## TEXTO DE ORIGEM
<<<<

Para Maximiliano apud Tucci (1993, p.12): “As origens do instituto, vagas e indefinidas, perdem-se na noite dos tempos, entretanto, a propagação do Tribunal Popular pelo mundo ocidental teve início, perdurando até hoje, em 1215”. Essa ideia tão bem difundiu-se e se adaptou ao longo do tempo em diferentes contextos sociais e políticos. Prevalece que no Brasil, o Tribunal do Júri, estabelecido pela Lei de 18 de junho de 1822, teve sua competência inicialmente definida não para julgar crimes graves contra a vida, mas sim para julgar casos relacionados a crimes de imprensa.

>>>>

Trechos de dados de apontamento
<<<<

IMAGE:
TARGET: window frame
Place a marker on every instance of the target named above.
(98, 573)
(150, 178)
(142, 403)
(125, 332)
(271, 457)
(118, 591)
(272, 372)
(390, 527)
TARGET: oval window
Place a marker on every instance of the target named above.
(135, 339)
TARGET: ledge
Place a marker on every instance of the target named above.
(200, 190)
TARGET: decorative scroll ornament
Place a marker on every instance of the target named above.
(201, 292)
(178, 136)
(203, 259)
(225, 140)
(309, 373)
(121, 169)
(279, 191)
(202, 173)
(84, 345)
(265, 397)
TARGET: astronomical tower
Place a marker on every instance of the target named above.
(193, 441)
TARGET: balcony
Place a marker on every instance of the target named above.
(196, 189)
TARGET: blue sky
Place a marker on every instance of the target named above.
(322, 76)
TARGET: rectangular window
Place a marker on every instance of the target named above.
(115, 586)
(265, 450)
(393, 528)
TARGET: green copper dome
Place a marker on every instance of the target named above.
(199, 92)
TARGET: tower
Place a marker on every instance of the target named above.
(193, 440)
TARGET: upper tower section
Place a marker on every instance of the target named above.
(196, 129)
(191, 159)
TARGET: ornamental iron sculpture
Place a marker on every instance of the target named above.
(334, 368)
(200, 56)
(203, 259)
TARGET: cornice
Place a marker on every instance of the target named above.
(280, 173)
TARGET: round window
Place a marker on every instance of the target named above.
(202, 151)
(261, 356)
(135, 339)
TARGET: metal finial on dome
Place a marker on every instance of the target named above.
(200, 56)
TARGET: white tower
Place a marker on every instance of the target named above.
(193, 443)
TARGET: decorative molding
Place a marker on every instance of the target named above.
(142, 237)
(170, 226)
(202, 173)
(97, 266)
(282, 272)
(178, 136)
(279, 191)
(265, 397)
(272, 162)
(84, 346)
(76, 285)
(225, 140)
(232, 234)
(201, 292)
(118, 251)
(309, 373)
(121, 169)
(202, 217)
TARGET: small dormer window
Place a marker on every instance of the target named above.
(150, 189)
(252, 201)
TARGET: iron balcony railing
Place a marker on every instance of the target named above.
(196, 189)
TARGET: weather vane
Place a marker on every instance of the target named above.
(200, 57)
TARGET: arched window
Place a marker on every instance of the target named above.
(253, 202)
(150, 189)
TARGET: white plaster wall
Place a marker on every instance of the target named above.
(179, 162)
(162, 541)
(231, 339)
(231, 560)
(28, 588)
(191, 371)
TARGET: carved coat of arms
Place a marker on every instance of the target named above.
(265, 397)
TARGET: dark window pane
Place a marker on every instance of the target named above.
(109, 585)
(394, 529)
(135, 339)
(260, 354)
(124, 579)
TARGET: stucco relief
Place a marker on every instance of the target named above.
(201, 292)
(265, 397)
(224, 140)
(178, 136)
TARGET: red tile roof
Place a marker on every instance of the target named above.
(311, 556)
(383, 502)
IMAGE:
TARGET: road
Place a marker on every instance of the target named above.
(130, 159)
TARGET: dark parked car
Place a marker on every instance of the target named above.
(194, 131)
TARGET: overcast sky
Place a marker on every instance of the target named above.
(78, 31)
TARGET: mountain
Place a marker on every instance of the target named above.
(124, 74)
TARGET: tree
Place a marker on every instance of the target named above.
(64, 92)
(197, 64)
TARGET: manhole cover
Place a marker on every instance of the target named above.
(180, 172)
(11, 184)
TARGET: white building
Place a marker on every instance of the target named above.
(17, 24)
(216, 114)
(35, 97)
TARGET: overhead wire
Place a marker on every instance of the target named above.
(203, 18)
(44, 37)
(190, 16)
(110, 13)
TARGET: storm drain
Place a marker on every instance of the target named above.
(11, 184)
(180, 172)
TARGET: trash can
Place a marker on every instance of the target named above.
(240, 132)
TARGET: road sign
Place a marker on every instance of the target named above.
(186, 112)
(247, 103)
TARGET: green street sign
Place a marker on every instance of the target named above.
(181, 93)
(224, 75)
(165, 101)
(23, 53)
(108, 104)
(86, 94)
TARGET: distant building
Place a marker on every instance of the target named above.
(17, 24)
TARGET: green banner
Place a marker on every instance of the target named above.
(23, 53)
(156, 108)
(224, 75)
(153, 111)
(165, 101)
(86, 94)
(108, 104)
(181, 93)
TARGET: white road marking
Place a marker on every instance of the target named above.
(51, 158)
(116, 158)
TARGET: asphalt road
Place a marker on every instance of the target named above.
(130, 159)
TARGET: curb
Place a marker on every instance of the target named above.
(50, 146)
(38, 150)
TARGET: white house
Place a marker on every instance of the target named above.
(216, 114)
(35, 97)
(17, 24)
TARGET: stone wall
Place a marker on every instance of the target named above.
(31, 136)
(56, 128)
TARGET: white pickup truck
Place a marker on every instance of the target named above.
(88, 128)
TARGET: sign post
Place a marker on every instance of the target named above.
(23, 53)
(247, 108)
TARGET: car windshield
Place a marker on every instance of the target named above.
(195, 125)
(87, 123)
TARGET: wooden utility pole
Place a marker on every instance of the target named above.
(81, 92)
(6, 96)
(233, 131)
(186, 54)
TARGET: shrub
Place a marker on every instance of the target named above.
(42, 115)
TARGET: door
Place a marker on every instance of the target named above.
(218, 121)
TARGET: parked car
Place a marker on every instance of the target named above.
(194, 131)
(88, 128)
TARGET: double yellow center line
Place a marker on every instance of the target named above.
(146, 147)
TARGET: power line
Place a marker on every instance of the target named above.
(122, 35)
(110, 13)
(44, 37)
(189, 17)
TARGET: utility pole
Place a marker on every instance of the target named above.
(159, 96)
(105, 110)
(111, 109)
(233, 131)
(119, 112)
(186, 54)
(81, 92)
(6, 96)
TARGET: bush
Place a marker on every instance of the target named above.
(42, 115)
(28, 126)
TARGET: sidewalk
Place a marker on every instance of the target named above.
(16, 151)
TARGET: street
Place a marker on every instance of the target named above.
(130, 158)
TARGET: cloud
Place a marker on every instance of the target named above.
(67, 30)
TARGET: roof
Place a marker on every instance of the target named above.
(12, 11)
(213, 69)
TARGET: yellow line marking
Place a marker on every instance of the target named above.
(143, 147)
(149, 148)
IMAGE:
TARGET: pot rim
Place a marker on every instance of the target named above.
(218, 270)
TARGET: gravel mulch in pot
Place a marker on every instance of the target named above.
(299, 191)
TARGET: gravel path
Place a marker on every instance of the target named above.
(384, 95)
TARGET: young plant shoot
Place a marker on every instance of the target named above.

>>>>

Prossiga com o texto sobre as origens do Tribunal do Júri a partir da última frase apresentada.

Marcos Bandeira (2010) nesse sentido definiu:
“O Tribunal do Júri foi instituído no Brasil pela Lei de 18 de julho de 1822, com competência para julgar exclusivamente os crimes de imprensa. A sua composição inicial era de vinte e quatro jurados escolhidos “dentre os 27 homens bons, honrados, inteligentes e patriotas”. O réu poderia recusar até dezesseis jurados e só poderia recorrer à clemência do príncipe regente. Posteriormente, a Constituição do Brasil imperial previu o Tribunal do Júri como órgão do poder judiciário com competência para se pronunciar sobre os fatos. (MARCOS BANDEIRA, 2010, p. 27-28)”
Igor Alves Noberto Soares (2016) definiu os crimes de imprensa:
“Consideram-se abusos de imprensa, segundo o Decreto de 18 de julho 1822, toda publicação, ainda que verbal, de atos contra a ordem e a tranquilidade da União, das doutrinas incendiárias e subversivas ou qualquer outra com principiologia desorganizadora, capaz de promover a anarquia e a destruição do sistema do reino. (SOARES, 2016, p. 46).”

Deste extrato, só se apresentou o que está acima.